Exercise objective »
Reproduce only the lines that begin at the line with "grass lawn, one" and run to the end of the entries; omit every picture.
- - -
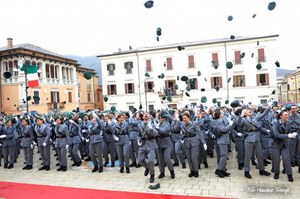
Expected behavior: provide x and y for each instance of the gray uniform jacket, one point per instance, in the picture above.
(27, 135)
(121, 131)
(96, 132)
(10, 133)
(147, 136)
(280, 134)
(62, 135)
(189, 132)
(250, 126)
(43, 134)
(163, 137)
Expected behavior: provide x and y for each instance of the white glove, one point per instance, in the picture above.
(239, 134)
(292, 135)
(205, 146)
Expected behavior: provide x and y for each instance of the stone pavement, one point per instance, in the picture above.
(208, 184)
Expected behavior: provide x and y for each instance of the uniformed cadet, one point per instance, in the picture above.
(252, 141)
(43, 141)
(95, 139)
(176, 138)
(222, 141)
(190, 143)
(75, 139)
(122, 142)
(148, 145)
(62, 142)
(109, 145)
(282, 131)
(7, 135)
(133, 129)
(27, 143)
(164, 146)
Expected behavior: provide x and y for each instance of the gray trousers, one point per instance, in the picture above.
(45, 154)
(284, 153)
(146, 159)
(62, 156)
(239, 146)
(28, 155)
(164, 157)
(9, 151)
(292, 149)
(74, 148)
(133, 150)
(223, 156)
(109, 148)
(192, 157)
(265, 147)
(250, 148)
(96, 148)
(123, 154)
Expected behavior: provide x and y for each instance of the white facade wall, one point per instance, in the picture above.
(202, 58)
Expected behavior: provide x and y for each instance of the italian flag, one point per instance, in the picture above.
(32, 76)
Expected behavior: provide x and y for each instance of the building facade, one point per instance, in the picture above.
(146, 77)
(58, 80)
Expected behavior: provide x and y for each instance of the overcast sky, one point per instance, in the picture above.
(94, 27)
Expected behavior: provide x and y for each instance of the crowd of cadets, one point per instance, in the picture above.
(167, 138)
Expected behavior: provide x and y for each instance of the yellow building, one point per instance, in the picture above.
(58, 81)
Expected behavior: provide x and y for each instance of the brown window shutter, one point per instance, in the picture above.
(212, 85)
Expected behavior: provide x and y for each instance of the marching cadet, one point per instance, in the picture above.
(252, 141)
(75, 139)
(148, 145)
(122, 142)
(222, 141)
(133, 129)
(7, 135)
(43, 134)
(109, 146)
(62, 142)
(164, 146)
(27, 143)
(281, 132)
(176, 137)
(95, 139)
(190, 143)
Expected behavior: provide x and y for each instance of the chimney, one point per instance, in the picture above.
(9, 43)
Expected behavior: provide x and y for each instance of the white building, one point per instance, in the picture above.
(126, 86)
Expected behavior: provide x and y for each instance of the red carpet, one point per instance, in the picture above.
(10, 190)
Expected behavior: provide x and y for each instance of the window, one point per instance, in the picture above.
(216, 81)
(128, 67)
(129, 88)
(111, 69)
(237, 57)
(239, 81)
(111, 89)
(89, 97)
(262, 79)
(191, 61)
(261, 55)
(169, 63)
(70, 97)
(149, 86)
(148, 65)
(215, 58)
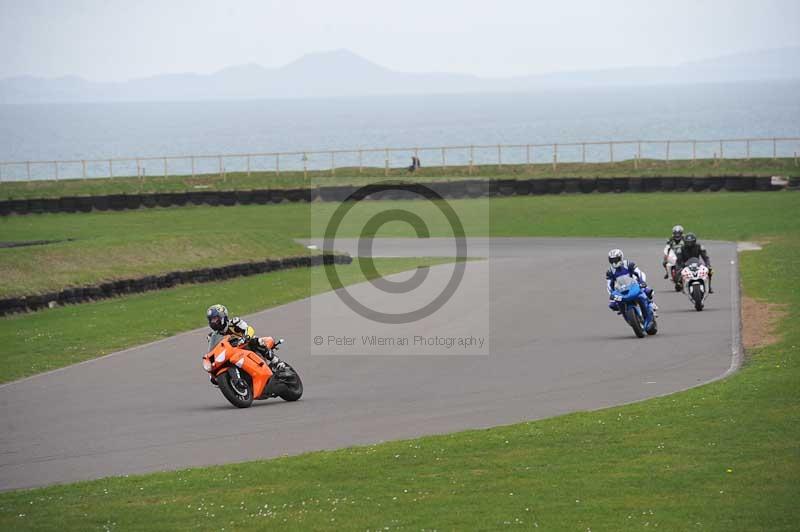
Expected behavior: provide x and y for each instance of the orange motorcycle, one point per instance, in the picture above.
(244, 376)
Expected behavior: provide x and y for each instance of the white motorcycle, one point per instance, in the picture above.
(670, 261)
(695, 282)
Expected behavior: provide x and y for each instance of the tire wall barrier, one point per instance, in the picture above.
(157, 282)
(447, 189)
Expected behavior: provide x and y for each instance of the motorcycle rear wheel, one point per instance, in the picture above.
(635, 322)
(229, 390)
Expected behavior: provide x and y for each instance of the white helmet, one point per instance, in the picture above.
(615, 258)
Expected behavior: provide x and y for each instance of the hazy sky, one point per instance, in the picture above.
(122, 39)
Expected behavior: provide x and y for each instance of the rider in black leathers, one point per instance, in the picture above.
(692, 249)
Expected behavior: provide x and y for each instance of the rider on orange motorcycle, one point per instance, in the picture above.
(217, 316)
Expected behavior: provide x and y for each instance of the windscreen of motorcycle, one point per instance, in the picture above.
(624, 283)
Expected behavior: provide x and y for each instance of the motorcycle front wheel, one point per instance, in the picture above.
(240, 393)
(635, 321)
(697, 297)
(293, 386)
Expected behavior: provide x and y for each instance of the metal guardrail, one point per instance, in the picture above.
(439, 156)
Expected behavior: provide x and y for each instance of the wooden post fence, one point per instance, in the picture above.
(471, 158)
(555, 157)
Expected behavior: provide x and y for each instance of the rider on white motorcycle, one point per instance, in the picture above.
(674, 242)
(691, 248)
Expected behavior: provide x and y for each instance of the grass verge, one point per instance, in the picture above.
(720, 457)
(58, 337)
(352, 176)
(115, 245)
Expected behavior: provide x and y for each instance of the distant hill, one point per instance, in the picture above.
(343, 73)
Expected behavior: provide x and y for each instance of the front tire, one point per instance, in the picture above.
(238, 394)
(635, 321)
(293, 386)
(697, 297)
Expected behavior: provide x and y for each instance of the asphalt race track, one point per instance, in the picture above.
(553, 347)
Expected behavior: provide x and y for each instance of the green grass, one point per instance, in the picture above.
(260, 180)
(723, 456)
(58, 337)
(115, 245)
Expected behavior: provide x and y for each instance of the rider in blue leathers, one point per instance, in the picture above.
(619, 267)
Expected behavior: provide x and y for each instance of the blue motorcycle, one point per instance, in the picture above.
(634, 306)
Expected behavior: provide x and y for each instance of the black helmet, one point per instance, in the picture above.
(217, 317)
(615, 257)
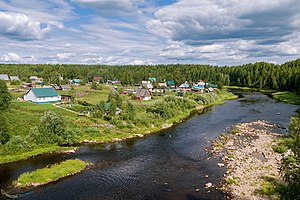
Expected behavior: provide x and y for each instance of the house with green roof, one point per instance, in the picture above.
(42, 95)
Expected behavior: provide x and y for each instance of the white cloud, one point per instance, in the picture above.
(20, 26)
(64, 56)
(15, 58)
(111, 7)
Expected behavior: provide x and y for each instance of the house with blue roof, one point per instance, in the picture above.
(199, 87)
(184, 86)
(42, 95)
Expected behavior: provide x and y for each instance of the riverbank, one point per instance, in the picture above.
(252, 164)
(92, 131)
(50, 174)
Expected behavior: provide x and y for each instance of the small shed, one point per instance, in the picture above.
(4, 77)
(42, 95)
(184, 86)
(143, 94)
(14, 78)
(65, 87)
(33, 78)
(97, 79)
(171, 83)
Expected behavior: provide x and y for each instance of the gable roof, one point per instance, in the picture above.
(185, 85)
(76, 80)
(141, 92)
(170, 82)
(44, 92)
(4, 77)
(14, 78)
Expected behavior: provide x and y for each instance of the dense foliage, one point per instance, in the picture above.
(260, 75)
(52, 129)
(5, 99)
(291, 162)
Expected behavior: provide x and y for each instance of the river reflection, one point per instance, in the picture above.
(171, 164)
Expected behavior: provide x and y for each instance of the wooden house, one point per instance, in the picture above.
(4, 77)
(147, 85)
(185, 86)
(143, 94)
(14, 78)
(199, 87)
(171, 84)
(42, 95)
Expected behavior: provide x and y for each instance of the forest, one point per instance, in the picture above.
(262, 75)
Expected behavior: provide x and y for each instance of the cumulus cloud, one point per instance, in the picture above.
(195, 21)
(111, 7)
(21, 27)
(15, 58)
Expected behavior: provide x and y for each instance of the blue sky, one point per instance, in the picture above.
(121, 32)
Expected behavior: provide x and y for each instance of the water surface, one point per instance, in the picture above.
(169, 165)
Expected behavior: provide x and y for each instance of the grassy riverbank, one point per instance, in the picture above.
(34, 152)
(50, 174)
(287, 97)
(249, 89)
(149, 116)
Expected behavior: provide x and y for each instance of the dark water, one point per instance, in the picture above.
(169, 165)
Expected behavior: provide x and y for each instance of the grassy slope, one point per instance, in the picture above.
(287, 97)
(53, 173)
(24, 115)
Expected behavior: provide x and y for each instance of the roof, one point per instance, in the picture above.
(198, 87)
(4, 77)
(64, 87)
(14, 78)
(185, 85)
(171, 82)
(44, 92)
(97, 78)
(152, 79)
(141, 92)
(76, 80)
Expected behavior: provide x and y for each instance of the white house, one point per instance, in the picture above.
(42, 95)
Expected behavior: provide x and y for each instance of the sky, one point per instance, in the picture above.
(149, 32)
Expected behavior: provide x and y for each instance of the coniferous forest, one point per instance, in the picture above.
(262, 75)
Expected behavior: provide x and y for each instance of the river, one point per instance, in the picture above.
(171, 164)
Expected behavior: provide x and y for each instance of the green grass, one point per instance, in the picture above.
(287, 97)
(53, 173)
(250, 89)
(271, 188)
(4, 158)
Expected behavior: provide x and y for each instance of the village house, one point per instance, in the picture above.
(4, 77)
(162, 85)
(142, 94)
(147, 85)
(14, 78)
(171, 84)
(199, 86)
(33, 79)
(185, 86)
(152, 79)
(42, 95)
(97, 79)
(65, 87)
(76, 81)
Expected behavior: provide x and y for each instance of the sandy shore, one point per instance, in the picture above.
(249, 157)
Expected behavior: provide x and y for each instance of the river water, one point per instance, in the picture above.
(171, 164)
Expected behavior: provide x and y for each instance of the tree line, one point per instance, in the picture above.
(259, 75)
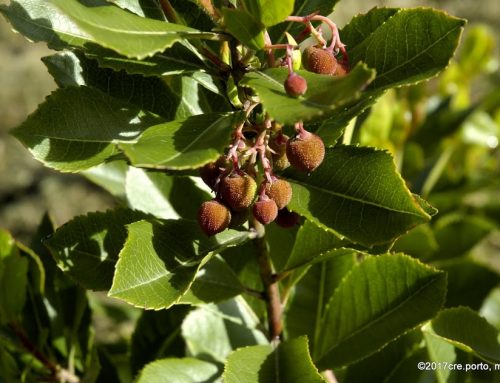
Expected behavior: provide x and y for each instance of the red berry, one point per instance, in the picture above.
(306, 151)
(237, 191)
(280, 192)
(213, 217)
(265, 211)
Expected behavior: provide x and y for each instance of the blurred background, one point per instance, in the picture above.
(27, 190)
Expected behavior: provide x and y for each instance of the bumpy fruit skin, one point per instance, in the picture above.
(295, 85)
(305, 152)
(280, 160)
(318, 60)
(287, 218)
(237, 191)
(280, 192)
(213, 217)
(265, 211)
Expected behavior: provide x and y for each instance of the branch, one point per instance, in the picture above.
(271, 289)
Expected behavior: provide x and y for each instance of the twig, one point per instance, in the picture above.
(271, 290)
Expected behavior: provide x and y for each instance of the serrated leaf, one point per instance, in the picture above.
(128, 34)
(215, 282)
(270, 12)
(244, 27)
(311, 295)
(151, 94)
(183, 144)
(13, 279)
(378, 301)
(469, 282)
(70, 138)
(158, 262)
(42, 21)
(466, 330)
(324, 94)
(358, 194)
(314, 244)
(213, 331)
(87, 247)
(404, 46)
(179, 370)
(157, 335)
(290, 362)
(168, 197)
(381, 366)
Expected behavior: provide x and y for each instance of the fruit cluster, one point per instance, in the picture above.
(234, 180)
(234, 177)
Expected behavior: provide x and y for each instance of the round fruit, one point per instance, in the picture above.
(306, 151)
(287, 218)
(295, 85)
(318, 60)
(238, 191)
(280, 192)
(280, 160)
(265, 211)
(213, 217)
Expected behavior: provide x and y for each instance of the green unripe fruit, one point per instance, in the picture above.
(265, 211)
(237, 191)
(280, 192)
(306, 151)
(295, 85)
(213, 217)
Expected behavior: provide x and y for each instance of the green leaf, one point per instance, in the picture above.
(244, 27)
(457, 234)
(319, 98)
(404, 46)
(149, 8)
(168, 197)
(358, 194)
(13, 278)
(213, 331)
(180, 370)
(128, 34)
(183, 144)
(382, 365)
(157, 335)
(469, 282)
(290, 362)
(314, 244)
(311, 295)
(71, 139)
(42, 21)
(215, 282)
(466, 330)
(440, 352)
(159, 262)
(419, 242)
(87, 247)
(378, 301)
(270, 12)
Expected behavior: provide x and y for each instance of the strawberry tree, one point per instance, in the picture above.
(257, 239)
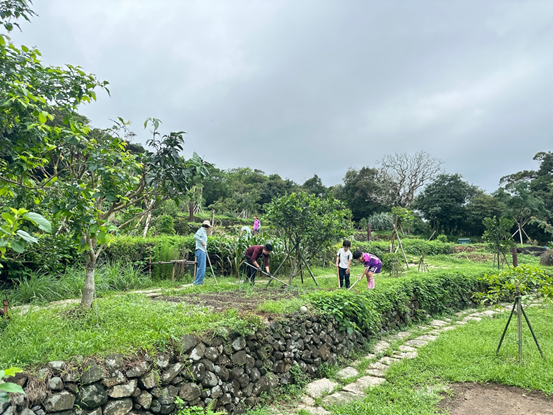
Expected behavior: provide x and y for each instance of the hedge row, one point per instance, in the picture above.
(370, 310)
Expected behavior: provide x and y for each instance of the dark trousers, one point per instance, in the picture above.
(250, 272)
(343, 276)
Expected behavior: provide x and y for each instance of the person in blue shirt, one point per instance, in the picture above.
(201, 252)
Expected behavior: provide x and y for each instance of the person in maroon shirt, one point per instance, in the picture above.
(252, 255)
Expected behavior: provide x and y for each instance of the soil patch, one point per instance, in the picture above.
(493, 399)
(220, 301)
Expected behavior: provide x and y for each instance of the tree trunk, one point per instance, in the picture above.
(89, 287)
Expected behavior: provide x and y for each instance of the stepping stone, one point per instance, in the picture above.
(416, 343)
(363, 383)
(376, 372)
(378, 365)
(340, 397)
(314, 410)
(447, 328)
(427, 337)
(388, 360)
(347, 372)
(319, 387)
(381, 346)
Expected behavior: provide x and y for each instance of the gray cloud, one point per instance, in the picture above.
(314, 87)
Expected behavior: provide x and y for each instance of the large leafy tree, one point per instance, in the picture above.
(308, 223)
(443, 202)
(85, 178)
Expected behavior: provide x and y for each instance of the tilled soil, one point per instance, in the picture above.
(220, 301)
(493, 399)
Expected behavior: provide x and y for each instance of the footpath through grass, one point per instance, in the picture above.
(466, 354)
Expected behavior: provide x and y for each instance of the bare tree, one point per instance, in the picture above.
(409, 173)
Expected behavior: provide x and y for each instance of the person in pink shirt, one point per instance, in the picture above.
(373, 265)
(256, 225)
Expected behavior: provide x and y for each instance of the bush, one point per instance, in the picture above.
(442, 238)
(367, 311)
(546, 258)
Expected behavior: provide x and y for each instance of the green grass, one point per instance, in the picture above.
(466, 354)
(121, 324)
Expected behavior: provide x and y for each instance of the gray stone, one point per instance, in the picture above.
(239, 358)
(118, 407)
(340, 398)
(172, 371)
(122, 391)
(347, 372)
(56, 366)
(416, 343)
(145, 399)
(168, 394)
(162, 361)
(438, 323)
(148, 381)
(92, 373)
(198, 352)
(55, 384)
(92, 396)
(117, 378)
(363, 383)
(319, 387)
(190, 392)
(138, 370)
(59, 402)
(238, 344)
(187, 343)
(211, 353)
(114, 361)
(427, 338)
(381, 346)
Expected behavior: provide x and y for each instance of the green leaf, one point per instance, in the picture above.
(28, 238)
(39, 220)
(11, 387)
(18, 246)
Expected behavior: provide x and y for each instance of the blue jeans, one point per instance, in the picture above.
(200, 271)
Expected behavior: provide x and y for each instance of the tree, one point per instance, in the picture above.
(443, 202)
(308, 223)
(364, 192)
(498, 236)
(521, 205)
(408, 174)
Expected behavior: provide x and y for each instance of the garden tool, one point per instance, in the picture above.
(265, 273)
(209, 260)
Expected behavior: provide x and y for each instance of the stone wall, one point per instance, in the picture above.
(233, 372)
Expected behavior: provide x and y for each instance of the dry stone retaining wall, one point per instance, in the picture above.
(230, 373)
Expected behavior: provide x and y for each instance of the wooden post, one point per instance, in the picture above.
(212, 221)
(515, 256)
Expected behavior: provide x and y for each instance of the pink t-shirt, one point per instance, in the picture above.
(371, 260)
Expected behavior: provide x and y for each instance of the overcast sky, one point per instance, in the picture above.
(314, 87)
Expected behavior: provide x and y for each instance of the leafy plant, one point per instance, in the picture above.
(7, 386)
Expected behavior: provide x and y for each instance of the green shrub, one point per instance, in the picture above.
(546, 258)
(367, 311)
(442, 238)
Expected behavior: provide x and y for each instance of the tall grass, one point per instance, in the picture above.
(43, 287)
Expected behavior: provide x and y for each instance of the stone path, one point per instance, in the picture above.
(357, 382)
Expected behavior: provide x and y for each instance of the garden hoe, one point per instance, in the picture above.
(209, 260)
(265, 273)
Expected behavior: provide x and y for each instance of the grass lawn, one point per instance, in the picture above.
(466, 354)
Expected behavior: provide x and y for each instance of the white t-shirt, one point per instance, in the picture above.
(345, 257)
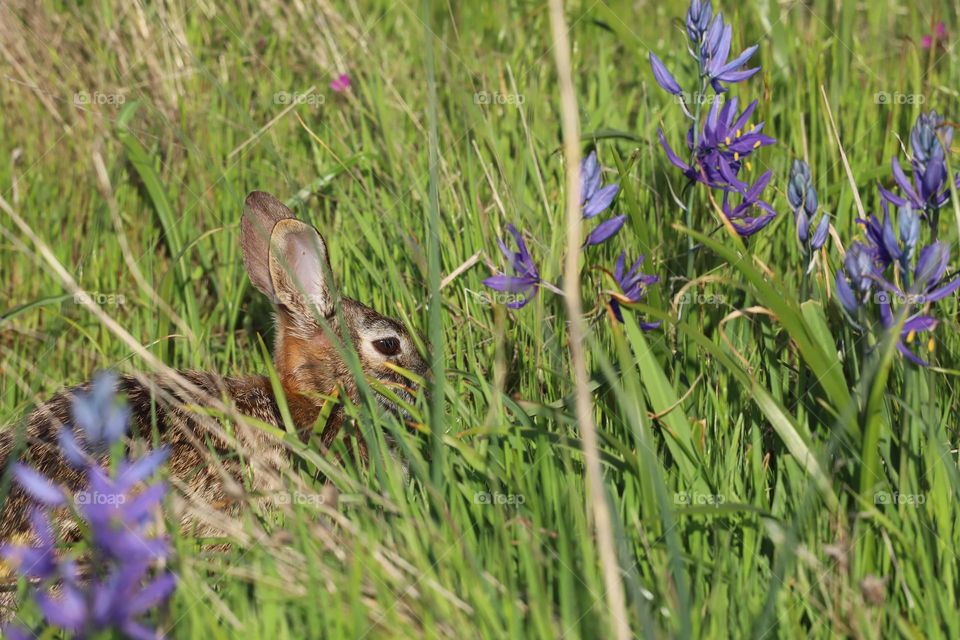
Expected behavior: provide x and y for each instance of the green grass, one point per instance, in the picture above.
(772, 412)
- - -
Response to this exercise »
Expected behavior: provide x and y for each instance of the grass lawn, one point per instance, in the picture above.
(466, 354)
Expected behavior: provide x and y for each instance of the white t-shirt, one point per instance, in the picture above.
(345, 257)
Expected behavior: provide x and y for each instance of the green grass, one point per instance, in the picture above.
(772, 412)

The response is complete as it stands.